BEGIN SUPPLIED DATA
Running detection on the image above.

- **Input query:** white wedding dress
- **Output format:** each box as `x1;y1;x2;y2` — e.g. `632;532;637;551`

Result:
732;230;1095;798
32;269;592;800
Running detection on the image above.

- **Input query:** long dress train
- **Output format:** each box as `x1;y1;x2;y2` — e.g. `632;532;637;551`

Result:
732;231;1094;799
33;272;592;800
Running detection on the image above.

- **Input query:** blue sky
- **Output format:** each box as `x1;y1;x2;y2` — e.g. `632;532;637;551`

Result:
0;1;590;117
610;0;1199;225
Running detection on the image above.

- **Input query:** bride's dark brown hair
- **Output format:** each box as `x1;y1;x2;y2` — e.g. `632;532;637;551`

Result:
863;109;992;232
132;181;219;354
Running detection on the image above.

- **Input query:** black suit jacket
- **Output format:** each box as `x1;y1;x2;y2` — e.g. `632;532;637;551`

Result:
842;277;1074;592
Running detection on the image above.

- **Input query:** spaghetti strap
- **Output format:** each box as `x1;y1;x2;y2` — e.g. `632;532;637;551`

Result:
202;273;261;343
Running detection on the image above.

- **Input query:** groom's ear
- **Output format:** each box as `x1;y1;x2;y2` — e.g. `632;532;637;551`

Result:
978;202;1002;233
END SUPPLIED DATA
_ASSIGNED TASK:_ The lines holding the word "query" are the answer. Find them in the entries and copy them.

_ANSWER BOX:_
- **Input query:** white wedding dress
- **Input query:** long dress train
- **Input query:** blue sky
- **Input query:** bride's dark brown hair
- **Input query:** black suit jacket
- **Input query:** spaghetti strap
- **Input query:** groom's ear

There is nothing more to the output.